— START OF Material supplied —

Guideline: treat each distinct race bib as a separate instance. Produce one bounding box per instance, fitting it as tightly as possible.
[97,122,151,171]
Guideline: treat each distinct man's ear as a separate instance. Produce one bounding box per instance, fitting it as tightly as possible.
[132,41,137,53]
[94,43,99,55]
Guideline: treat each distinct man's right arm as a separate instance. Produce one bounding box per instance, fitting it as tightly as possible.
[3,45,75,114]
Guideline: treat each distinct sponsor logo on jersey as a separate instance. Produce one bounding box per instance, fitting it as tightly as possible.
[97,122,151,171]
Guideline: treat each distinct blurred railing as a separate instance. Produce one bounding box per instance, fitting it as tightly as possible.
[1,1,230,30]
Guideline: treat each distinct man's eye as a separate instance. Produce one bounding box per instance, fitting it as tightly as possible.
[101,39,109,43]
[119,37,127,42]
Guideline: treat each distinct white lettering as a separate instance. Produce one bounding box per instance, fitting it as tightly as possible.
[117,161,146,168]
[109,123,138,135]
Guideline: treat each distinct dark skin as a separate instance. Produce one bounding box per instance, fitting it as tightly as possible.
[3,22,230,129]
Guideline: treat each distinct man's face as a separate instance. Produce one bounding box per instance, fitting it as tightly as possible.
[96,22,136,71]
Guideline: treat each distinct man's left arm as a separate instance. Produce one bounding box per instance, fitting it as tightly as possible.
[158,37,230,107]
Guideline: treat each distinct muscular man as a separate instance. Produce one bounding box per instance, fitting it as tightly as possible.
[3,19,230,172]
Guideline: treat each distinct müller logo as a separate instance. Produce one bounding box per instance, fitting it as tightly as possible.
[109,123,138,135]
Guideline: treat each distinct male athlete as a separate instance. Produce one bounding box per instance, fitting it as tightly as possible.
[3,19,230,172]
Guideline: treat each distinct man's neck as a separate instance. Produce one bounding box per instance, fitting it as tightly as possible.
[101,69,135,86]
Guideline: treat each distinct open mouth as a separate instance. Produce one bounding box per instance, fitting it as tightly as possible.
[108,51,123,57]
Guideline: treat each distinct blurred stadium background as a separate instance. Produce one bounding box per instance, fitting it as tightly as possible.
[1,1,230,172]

— END OF Material supplied —

Rewrite the data from its first line up to and including the line with "[1,1,230,30]", changing every "Guideline" to "Rule" and keeping everything else the same.

Rule: treat each distinct race bib as a separate instance. Produce one bounding box per instance, fitting it as tightly as possible.
[97,122,151,171]
Rule: treat each distinct man's ear as a separate instance. Produce one bounding box per instance, fitting it as tightly as possible.
[132,41,137,53]
[94,43,99,55]
Rule: treat each distinct man's right arm as a separate instance. Produce one bounding box per instance, fitting it as tightly as possible.
[3,45,75,114]
Rule: treat each distinct sponsor logo on jersey as a separate instance. Produce one bounding box per instance, fitting it as tightly as possible.
[97,122,151,171]
Rule: treat each distinct blurred railing as a separate instance. Produce one bounding box per instance, fitting it as tightly as possible.
[1,1,230,30]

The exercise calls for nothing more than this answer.